YOUR TASK
Repeat verbatim every line of the material, beginning at the line that holds "In the picture above, where can the woman with" and ending at its last line.

MATERIAL FOR THIS TASK

# # # #

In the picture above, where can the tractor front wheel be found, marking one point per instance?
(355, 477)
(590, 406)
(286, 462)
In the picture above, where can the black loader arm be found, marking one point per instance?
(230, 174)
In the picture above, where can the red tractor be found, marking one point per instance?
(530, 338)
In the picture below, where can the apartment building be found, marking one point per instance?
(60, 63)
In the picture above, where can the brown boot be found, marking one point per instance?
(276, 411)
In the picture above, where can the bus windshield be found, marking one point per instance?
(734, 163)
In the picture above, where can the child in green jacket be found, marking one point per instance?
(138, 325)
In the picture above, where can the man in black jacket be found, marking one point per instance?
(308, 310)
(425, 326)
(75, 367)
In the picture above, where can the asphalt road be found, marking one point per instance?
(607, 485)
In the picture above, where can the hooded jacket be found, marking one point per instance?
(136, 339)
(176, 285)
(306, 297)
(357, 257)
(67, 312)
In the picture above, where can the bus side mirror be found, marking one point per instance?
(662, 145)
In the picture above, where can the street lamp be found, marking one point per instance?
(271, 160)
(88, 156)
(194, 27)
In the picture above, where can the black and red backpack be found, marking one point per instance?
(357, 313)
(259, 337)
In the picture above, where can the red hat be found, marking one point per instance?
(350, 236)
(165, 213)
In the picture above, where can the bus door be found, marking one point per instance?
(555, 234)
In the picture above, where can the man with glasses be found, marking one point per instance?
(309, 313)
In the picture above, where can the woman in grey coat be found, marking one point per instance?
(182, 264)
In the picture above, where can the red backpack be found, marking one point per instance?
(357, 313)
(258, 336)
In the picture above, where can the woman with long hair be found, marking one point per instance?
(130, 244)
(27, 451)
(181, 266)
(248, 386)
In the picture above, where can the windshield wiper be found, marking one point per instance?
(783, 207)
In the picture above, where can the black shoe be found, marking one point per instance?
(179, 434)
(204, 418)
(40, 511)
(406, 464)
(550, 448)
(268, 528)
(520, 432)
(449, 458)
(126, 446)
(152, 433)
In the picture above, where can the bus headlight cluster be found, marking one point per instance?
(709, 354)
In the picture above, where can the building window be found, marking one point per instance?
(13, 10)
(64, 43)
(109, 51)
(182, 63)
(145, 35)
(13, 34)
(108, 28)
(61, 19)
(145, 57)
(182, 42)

# # # #

CORRECT RESULT
In the picture above, where can the woman with long hair be found, marking one point per instance?
(130, 244)
(27, 451)
(181, 266)
(248, 386)
In the picture above, where can the windshield wiper be found, marking one point per instance?
(783, 207)
In the picture above, where can the black shoe be found, marking one point per instance?
(179, 434)
(204, 418)
(40, 511)
(406, 464)
(550, 448)
(268, 528)
(520, 432)
(449, 458)
(126, 446)
(152, 433)
In the picture above, where can the bus headlight cluster be found, marking one point per instance?
(709, 354)
In the picture above, where can the building window be found, marking one point per instance?
(13, 10)
(64, 43)
(109, 51)
(182, 63)
(145, 35)
(13, 34)
(108, 28)
(61, 19)
(145, 57)
(182, 42)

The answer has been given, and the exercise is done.